Instrucciones de trabajo: Reproduce palabra por palabra el pasaje del texto extraído que va desde "El origen del" hasta "15% más rápida.", ambos incluidos.

Texto extraído:
______________________________

El origen del fenómeno no está claro. “El ritmo espontáneo tiene algo de correlación con la velocidad con que uno habla o camina. Podría estar relacionado con oscilaciones internas de nuestro sistema nervioso, que usamos para percibir el tiempo”, aventura Roy.
Tolerancia al calor
El primer paso del experimento publicado en ‘Pain’ es determinar ese ritmo espontáneo en 60 estudiantes sanos de la Universidad McGill. Para hacerlo, los voluntarios usan un pulsador con el cual tienen que marcar el ritmo de una canción sencilla.
Luego, el equipo les pide que elijan su género musical preferido entre cuatro opciones. Entonces, les da a escuchar una canción de ese género, modificada de tal forma que su ritmo coincida con el espontáneo de cada persona. Luego se repite con una versión un 15% más lenta y un 15% más rápida.

______________________________

Datos proporcionados:
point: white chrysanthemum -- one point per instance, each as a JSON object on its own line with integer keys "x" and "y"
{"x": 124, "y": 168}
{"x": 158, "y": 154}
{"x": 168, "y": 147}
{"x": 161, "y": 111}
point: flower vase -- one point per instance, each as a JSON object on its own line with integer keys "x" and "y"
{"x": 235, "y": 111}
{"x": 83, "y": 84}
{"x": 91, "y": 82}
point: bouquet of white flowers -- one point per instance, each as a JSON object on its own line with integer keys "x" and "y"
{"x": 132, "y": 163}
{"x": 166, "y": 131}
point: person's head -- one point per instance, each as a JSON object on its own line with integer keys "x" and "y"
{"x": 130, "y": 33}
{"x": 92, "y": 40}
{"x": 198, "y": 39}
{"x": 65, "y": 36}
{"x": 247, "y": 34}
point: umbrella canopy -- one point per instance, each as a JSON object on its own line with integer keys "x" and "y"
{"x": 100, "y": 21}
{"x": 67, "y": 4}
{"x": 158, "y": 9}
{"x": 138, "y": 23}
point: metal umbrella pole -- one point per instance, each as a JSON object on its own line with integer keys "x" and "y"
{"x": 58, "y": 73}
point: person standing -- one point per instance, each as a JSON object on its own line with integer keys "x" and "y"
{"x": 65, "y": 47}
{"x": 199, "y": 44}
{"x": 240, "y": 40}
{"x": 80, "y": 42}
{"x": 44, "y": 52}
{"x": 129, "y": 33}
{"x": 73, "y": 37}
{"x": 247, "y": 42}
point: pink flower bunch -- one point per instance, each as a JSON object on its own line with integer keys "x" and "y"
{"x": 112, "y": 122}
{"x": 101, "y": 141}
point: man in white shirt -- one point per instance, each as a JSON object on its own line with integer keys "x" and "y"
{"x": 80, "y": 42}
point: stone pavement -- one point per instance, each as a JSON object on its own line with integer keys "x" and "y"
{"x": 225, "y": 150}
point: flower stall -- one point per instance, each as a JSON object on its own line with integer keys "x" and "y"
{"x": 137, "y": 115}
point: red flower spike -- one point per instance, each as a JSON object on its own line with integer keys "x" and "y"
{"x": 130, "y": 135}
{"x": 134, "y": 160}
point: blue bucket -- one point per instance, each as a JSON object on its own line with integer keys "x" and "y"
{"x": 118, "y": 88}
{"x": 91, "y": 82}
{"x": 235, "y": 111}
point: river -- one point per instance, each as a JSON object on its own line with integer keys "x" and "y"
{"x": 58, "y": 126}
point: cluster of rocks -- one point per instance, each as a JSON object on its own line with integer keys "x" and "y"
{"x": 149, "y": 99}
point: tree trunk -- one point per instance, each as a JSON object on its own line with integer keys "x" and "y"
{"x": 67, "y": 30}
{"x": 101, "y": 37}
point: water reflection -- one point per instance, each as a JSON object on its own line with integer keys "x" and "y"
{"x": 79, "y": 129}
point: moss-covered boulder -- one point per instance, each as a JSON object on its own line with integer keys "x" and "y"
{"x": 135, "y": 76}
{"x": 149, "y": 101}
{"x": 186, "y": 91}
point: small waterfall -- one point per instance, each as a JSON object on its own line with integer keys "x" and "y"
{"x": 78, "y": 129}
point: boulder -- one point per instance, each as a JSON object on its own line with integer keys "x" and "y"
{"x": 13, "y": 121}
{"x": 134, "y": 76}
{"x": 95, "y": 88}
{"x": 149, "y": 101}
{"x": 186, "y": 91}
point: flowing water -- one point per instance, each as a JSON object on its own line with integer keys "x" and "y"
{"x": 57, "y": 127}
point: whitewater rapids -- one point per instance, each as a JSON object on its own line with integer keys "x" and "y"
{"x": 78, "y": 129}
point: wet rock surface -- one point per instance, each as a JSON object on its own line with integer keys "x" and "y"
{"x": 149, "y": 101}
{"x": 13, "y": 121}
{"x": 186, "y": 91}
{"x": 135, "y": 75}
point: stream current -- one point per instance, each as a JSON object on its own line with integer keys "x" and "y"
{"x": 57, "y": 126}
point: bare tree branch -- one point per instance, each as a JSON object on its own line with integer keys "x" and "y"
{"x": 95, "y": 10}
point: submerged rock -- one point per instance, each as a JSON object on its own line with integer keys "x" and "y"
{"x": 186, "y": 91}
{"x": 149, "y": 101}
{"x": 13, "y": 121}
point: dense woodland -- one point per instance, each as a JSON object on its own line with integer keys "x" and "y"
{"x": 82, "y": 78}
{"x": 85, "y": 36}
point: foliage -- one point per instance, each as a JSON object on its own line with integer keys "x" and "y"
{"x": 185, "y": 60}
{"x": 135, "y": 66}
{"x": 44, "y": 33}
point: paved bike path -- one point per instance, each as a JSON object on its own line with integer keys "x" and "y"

______________________________

Solución escrita:
El origen del fenómeno no está claro. “El ritmo espontáneo tiene algo de correlación con la velocidad con que uno habla o camina. Podría estar relacionado con oscilaciones internas de nuestro sistema nervioso, que usamos para percibir el tiempo”, aventura Roy.
Tolerancia al calor
El primer paso del experimento publicado en ‘Pain’ es determinar ese ritmo espontáneo en 60 estudiantes sanos de la Universidad McGill. Para hacerlo, los voluntarios usan un pulsador con el cual tienen que marcar el ritmo de una canción sencilla.
Luego, el equipo les pide que elijan su género musical preferido entre cuatro opciones. Entonces, les da a escuchar una canción de ese género, modificada de tal forma que su ritmo coincida con el espontáneo de cada persona. Luego se repite con una versión un 15% más lenta y un 15% más rápida.